• _Selected text_

Draft Dodging: Pharma’s Escaping the US China Trade War for Now

How Long Can Pharmaceuticals Dodge the US China Trade War?

With no real resolution still, the worries for pharmaceuticals businesses persist.

We’ve written in the past, of the need for caution regarding the impact on the US-China trade war on pharmaceuticals. After successful trade talks with China on a new trade deal, that’s not changed. The message remains: continued vigilance.

For a start, the “phase one” trade deal announced didn’t touch on pharma – focussing instead on agricultural products and IP. It’s good news for soybean farmers, but less significant for pharmaceuticals. Moreover, even this agreement was being called into question within days.

As President Trump himself put it: “We've come to a deal, pretty much, subject to getting it written.” Not everyone will be wholly reassured with that, and there’s no confirmation yet when this deal is to be signed.

That is not to say the talks have had no impact, of course. Following the talks, Trump announced a postponement in tariff hikes planned for mid-month. Existing tariffs in September remain, as do new ones planned for December, with the US Treasury Secretary Steven Mnuchin confirming these will go ahead as planned if the trade deal is not finalised by then. Nevertheless, the talks have provided some breathing space.

Furthermore and perhaps more crucially, to date pharmaceuticals have not been included in the tariffs imposed by the US – a decision confirmed by the Office of the United States Trade Representative in May. For US pharma exporters, meanwhile, China has also excluded the industry from its retaliation. Twelve cancer drugs were among a list from its Ministry of Finance in September of US goods exempted from 25% tariffs levied by China last year, for instance.

So far, then, so good.

Pharma security concerns

Chinese pharma scientists working in lab.


But there are a number of reasons the industry is far from being able to relax.

• _Goal of the exercise_
Rewrite the article on pharma and the US-China trade war, starting with "For a start, the" and going on through "question within days.", with "soybean" changed to "corn".

• _Information given_
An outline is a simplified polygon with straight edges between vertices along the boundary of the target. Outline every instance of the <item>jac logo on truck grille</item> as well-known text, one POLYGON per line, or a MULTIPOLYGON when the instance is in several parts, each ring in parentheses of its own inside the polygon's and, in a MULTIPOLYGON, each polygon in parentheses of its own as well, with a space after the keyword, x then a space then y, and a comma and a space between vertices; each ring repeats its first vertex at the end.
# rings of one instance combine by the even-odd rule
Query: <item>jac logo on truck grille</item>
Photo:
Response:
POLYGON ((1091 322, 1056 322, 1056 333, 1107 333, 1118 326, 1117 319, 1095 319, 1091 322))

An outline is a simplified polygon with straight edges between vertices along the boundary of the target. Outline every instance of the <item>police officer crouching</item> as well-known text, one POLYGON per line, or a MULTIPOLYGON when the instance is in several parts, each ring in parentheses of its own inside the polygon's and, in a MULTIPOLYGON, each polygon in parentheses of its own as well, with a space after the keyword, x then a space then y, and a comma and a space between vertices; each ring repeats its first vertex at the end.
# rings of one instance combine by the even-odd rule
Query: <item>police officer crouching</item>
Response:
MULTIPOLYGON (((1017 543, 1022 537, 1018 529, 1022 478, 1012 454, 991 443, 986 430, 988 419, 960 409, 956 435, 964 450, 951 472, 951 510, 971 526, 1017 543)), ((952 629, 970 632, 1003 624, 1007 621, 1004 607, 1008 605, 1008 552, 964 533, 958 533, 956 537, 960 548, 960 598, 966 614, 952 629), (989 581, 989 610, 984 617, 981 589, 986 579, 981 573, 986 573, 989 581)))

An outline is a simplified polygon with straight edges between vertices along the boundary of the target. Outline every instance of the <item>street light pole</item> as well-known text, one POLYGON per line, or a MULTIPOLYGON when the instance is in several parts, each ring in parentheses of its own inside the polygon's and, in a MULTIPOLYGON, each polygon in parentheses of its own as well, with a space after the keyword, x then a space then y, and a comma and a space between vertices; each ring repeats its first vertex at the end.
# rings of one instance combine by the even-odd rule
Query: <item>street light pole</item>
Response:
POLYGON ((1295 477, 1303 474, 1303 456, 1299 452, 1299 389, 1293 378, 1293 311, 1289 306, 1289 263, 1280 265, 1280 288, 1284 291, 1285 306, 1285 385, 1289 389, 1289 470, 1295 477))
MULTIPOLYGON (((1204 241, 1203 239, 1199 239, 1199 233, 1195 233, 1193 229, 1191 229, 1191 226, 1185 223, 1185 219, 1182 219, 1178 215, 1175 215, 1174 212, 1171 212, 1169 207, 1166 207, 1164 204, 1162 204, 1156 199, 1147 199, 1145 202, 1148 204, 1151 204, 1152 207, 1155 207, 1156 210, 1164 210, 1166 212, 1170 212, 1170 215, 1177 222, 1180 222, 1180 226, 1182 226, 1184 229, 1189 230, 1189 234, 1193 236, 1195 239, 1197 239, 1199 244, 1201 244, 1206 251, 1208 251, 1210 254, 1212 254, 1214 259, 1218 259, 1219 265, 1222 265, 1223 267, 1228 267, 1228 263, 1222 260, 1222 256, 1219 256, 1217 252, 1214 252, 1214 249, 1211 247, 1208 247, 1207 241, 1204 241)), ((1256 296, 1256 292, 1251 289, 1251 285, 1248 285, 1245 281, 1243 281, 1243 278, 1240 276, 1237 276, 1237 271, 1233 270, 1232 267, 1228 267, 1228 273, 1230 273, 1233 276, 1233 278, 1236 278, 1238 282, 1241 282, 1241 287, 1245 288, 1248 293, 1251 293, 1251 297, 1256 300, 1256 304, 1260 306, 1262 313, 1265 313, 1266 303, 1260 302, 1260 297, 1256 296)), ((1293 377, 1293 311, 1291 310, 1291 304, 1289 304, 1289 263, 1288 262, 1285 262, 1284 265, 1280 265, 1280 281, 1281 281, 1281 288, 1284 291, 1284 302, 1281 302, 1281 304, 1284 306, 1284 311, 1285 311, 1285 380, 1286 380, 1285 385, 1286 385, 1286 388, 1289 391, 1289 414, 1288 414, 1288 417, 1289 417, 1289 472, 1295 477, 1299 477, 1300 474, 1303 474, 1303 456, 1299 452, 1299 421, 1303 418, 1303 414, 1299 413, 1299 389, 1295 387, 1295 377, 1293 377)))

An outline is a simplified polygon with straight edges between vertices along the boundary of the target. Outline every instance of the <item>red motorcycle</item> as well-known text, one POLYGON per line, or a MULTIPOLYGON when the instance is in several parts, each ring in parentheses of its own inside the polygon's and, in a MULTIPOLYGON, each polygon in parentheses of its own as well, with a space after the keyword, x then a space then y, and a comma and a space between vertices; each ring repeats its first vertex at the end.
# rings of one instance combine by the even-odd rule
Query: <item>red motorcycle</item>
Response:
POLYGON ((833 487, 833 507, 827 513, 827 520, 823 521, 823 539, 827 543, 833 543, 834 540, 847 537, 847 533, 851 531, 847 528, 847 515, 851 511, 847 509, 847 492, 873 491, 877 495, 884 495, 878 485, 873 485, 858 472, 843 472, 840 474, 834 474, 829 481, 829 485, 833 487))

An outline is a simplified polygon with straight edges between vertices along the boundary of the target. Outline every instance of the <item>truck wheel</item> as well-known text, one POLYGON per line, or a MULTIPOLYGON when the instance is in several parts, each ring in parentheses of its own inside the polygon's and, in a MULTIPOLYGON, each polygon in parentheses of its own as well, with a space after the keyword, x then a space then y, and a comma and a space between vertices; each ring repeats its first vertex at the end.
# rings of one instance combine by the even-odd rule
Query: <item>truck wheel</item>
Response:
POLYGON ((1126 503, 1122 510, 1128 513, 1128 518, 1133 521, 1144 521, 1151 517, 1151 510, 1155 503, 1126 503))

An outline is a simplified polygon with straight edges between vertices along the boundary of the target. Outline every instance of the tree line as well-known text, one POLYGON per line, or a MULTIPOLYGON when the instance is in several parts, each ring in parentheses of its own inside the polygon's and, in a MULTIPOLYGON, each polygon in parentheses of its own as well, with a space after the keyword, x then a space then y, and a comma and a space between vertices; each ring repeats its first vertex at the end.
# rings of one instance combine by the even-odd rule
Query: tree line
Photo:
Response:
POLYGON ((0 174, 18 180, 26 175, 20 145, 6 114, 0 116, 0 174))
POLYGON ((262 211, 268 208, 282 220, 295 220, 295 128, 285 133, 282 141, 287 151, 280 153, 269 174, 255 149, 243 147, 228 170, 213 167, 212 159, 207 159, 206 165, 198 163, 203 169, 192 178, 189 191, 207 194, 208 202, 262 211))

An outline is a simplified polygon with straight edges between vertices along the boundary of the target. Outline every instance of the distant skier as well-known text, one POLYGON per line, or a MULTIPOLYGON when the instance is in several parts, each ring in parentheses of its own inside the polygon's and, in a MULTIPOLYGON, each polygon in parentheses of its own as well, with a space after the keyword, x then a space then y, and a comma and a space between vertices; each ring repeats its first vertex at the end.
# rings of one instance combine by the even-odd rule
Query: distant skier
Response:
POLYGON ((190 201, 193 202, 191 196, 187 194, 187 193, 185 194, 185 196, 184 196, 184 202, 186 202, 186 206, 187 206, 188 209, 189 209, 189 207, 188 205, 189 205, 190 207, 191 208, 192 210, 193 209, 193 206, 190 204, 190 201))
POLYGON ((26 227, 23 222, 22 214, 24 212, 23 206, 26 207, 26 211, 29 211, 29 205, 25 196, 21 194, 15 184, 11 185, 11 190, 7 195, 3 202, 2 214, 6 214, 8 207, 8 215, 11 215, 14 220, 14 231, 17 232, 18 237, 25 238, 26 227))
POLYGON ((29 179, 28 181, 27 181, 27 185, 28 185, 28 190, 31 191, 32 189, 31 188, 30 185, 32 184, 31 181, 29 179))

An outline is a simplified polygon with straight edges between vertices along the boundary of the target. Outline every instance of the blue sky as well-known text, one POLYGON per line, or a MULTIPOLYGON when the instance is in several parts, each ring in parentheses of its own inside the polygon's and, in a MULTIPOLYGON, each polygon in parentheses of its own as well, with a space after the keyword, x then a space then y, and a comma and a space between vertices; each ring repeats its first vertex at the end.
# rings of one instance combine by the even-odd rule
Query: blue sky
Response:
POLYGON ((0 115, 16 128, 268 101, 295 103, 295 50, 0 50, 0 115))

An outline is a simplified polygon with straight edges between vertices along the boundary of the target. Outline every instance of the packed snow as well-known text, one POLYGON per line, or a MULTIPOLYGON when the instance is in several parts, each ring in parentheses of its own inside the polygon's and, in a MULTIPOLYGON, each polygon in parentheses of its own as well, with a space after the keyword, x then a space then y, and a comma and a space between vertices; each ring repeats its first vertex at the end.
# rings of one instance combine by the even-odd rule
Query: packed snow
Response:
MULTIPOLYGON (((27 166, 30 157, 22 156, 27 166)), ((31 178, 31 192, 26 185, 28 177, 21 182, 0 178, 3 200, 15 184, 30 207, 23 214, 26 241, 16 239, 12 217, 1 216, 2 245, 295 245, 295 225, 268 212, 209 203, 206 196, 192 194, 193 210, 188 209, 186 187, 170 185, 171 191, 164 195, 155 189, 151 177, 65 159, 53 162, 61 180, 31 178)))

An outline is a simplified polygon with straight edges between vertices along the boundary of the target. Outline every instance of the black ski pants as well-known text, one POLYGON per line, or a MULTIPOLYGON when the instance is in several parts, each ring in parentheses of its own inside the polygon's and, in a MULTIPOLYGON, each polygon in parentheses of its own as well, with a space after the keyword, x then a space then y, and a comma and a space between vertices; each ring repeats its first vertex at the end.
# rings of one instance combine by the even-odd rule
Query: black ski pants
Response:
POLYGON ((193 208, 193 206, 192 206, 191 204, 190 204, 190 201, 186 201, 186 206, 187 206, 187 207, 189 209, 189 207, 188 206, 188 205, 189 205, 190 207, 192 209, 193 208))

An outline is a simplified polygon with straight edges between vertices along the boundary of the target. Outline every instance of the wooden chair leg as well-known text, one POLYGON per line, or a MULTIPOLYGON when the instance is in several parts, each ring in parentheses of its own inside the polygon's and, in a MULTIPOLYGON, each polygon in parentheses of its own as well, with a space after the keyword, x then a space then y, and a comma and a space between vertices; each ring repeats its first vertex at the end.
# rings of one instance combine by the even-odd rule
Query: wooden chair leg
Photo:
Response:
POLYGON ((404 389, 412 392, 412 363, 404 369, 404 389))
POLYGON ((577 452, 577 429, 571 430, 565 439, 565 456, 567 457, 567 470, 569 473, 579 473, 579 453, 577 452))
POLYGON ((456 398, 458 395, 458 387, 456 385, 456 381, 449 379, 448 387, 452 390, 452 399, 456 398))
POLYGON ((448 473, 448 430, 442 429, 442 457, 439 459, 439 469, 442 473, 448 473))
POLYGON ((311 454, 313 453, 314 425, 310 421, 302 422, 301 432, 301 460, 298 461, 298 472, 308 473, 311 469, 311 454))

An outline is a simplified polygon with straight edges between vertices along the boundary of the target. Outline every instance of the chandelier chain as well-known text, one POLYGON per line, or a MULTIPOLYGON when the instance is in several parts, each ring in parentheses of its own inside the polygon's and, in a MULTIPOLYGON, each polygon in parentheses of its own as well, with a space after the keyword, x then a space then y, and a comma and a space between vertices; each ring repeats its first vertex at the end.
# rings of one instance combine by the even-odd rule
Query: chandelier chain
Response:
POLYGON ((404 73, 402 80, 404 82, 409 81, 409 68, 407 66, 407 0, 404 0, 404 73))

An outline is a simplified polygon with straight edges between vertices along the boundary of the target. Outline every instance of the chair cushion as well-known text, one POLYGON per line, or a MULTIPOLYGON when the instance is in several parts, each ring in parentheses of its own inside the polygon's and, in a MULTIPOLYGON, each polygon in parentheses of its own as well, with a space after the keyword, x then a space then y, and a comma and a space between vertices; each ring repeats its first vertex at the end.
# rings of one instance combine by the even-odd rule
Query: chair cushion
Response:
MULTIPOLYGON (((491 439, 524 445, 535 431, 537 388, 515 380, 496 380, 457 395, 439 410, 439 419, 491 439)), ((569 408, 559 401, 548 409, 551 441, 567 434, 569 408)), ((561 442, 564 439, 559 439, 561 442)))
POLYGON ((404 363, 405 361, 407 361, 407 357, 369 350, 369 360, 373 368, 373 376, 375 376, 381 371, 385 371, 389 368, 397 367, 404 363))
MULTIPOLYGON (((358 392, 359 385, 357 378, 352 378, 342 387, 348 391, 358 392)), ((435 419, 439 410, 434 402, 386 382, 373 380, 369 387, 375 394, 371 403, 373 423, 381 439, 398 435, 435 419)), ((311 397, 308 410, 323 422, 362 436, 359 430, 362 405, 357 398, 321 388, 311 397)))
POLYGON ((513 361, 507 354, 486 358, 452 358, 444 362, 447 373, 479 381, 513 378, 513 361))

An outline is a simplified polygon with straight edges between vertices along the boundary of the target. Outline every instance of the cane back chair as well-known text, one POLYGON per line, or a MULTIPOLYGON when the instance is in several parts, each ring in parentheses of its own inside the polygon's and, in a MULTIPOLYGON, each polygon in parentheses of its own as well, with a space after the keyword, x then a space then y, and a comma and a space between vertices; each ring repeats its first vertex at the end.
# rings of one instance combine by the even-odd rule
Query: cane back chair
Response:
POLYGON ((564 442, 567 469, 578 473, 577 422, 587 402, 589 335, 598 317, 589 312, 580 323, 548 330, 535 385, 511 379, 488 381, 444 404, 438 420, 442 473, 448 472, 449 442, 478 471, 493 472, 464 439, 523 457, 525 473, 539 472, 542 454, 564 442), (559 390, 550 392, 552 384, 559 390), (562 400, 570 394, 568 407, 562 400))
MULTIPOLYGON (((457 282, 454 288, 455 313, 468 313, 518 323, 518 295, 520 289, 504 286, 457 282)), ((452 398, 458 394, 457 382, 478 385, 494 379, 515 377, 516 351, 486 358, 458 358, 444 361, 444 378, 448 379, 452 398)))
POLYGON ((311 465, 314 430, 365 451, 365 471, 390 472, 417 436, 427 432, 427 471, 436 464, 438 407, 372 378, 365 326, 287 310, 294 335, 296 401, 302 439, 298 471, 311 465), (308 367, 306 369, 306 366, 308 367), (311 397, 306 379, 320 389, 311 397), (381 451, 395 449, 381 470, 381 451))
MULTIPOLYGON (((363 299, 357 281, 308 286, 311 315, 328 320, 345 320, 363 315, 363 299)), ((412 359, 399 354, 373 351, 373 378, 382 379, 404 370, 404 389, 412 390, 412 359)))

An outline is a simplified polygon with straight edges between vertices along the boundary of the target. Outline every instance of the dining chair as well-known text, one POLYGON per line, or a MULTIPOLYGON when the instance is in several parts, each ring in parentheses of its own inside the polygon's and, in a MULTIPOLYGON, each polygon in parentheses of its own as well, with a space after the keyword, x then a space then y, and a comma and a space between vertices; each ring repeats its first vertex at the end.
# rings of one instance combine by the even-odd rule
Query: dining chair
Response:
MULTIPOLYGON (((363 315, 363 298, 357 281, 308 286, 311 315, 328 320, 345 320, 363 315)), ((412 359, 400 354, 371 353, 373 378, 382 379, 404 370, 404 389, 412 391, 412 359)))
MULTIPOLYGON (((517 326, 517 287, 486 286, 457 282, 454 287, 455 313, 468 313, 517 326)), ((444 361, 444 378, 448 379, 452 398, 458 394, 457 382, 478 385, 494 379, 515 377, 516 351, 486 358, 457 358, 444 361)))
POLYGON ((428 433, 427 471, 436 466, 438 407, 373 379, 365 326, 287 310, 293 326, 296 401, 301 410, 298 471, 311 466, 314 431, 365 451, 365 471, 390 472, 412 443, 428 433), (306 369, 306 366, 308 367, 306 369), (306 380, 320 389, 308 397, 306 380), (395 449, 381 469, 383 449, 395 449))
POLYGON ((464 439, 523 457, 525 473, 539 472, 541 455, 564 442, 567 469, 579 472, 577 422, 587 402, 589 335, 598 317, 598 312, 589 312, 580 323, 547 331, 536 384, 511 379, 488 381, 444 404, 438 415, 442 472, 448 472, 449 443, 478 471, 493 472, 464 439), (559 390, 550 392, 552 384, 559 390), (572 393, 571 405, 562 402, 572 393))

• _Output below_
For a start, the “phase one” trade deal announced didn’t touch on pharma – focussing instead on agricultural products and IP. It’s good news for corn farmers, but less significant for pharmaceuticals. Moreover, even this agreement was being called into question within days.